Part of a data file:
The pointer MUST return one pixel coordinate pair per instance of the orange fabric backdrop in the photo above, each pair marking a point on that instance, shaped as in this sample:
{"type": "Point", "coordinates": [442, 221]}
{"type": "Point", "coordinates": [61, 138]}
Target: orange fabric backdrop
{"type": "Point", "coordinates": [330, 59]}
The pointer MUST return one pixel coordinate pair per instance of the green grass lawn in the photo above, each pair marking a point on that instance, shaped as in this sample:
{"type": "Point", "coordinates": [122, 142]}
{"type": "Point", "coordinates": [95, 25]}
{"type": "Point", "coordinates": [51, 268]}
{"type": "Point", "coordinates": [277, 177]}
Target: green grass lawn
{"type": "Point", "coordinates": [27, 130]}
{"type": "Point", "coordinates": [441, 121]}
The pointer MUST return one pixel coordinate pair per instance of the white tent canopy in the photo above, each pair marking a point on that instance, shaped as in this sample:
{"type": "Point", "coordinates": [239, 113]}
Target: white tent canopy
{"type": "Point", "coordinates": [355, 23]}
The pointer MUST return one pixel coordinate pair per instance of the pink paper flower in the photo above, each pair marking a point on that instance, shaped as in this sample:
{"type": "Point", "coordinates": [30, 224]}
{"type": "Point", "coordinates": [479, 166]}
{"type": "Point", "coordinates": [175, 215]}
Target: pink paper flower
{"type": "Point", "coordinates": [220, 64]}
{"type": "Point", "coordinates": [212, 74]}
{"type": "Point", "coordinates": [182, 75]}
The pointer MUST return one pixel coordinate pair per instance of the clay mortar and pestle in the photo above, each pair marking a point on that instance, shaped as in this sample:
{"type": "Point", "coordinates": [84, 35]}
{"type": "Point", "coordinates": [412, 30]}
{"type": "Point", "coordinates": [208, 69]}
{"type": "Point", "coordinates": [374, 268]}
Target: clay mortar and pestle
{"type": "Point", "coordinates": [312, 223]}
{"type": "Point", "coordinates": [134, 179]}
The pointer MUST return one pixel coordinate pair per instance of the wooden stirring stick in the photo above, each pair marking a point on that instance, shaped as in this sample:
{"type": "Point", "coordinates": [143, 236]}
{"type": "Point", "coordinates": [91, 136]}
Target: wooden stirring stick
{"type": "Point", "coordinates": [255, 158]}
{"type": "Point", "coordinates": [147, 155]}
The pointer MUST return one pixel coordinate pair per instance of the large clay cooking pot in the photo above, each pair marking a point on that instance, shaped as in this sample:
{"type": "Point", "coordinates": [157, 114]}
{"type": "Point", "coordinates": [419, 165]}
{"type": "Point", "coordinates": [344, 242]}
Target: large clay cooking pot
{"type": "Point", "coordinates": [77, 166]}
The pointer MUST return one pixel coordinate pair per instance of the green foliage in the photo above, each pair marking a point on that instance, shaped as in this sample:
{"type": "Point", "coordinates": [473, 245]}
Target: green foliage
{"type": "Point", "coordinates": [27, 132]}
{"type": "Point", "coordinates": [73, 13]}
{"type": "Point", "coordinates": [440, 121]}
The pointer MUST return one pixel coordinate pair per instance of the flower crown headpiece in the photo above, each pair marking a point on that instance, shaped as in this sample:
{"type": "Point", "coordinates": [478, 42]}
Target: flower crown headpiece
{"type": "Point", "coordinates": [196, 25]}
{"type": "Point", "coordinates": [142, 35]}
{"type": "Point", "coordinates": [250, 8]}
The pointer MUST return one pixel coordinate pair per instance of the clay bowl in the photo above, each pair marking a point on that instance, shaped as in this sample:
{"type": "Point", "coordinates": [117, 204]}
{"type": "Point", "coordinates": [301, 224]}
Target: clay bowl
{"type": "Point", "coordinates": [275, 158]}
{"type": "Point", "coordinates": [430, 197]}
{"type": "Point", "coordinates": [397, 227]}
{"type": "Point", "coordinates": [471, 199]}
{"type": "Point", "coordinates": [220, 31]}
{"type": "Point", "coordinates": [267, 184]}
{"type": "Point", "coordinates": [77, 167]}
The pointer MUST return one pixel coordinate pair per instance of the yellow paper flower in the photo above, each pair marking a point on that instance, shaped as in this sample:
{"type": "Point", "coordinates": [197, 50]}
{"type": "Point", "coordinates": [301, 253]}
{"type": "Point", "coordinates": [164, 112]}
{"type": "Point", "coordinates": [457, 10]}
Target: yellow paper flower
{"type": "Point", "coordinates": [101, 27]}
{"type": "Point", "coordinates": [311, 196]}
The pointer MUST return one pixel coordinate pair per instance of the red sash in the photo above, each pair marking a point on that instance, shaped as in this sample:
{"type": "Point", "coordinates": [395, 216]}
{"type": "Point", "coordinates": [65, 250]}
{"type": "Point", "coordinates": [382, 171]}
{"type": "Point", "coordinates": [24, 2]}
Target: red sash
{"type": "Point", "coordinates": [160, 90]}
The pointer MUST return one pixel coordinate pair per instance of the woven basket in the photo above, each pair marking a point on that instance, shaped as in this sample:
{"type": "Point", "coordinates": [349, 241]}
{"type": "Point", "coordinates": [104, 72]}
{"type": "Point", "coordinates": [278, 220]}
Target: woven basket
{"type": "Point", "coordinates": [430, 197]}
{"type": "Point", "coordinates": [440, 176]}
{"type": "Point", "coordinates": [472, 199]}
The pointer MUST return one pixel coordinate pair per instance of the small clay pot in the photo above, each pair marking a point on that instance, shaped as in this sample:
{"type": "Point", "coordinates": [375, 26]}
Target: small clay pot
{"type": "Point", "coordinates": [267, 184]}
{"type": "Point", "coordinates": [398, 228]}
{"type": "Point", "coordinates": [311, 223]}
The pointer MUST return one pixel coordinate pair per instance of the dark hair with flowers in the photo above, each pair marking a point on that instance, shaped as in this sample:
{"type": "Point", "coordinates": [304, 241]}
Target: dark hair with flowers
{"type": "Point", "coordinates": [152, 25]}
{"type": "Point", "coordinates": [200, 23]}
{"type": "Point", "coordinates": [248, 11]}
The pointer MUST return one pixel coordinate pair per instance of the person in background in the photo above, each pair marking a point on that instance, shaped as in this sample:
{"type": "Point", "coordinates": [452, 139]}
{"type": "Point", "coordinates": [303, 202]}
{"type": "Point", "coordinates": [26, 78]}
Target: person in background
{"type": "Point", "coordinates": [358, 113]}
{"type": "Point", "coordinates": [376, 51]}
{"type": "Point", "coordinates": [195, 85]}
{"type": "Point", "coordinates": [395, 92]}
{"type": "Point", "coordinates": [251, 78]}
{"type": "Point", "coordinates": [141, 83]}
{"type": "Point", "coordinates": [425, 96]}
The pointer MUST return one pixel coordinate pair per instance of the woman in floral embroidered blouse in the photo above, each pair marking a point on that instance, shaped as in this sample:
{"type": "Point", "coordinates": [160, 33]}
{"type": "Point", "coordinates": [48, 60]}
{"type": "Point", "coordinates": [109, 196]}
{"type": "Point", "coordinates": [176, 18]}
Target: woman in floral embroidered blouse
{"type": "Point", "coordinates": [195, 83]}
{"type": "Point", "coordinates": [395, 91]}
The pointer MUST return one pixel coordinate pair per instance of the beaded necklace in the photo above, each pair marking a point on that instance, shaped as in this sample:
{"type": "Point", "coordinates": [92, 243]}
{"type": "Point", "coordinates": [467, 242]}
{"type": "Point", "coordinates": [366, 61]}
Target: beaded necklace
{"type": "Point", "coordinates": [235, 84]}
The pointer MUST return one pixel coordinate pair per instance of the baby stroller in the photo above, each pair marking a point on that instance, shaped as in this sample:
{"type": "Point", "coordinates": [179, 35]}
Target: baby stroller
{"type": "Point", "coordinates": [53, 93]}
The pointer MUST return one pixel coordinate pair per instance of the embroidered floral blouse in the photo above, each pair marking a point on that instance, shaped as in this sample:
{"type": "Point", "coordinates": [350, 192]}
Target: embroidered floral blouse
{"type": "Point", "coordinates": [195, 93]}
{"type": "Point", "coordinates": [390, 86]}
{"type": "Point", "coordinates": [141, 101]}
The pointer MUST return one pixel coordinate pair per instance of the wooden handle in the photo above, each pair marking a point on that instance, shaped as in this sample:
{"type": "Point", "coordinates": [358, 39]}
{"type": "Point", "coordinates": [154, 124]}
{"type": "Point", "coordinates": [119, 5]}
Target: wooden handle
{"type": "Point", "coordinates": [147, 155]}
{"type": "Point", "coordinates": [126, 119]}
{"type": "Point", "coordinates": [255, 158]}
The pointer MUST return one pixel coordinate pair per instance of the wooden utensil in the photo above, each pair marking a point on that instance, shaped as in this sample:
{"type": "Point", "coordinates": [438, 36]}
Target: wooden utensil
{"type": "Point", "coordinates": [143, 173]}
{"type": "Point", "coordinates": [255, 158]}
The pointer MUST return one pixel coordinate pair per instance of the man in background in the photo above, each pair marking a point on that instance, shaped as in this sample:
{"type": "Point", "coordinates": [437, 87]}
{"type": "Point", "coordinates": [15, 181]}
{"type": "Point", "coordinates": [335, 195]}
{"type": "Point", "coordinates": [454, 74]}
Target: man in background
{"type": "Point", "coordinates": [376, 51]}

Required task>
Take the line with "the wooden utensil" and all lines after it through the end of the records, and write them out exactly; include nothing else.

Task result>
The pointer MUST return one pixel coordinate pair per instance of the wooden utensil in the photo above, each pair marking a point on that instance, shaped as in this sample:
{"type": "Point", "coordinates": [438, 36]}
Target: wooden utensil
{"type": "Point", "coordinates": [143, 173]}
{"type": "Point", "coordinates": [255, 158]}
The pointer MUST return one pixel coordinate pair per instance of the man in background in the photo above, each pair marking a point on that instance, shaped as in this sample:
{"type": "Point", "coordinates": [437, 87]}
{"type": "Point", "coordinates": [15, 181]}
{"type": "Point", "coordinates": [335, 195]}
{"type": "Point", "coordinates": [454, 74]}
Target: man in background
{"type": "Point", "coordinates": [376, 51]}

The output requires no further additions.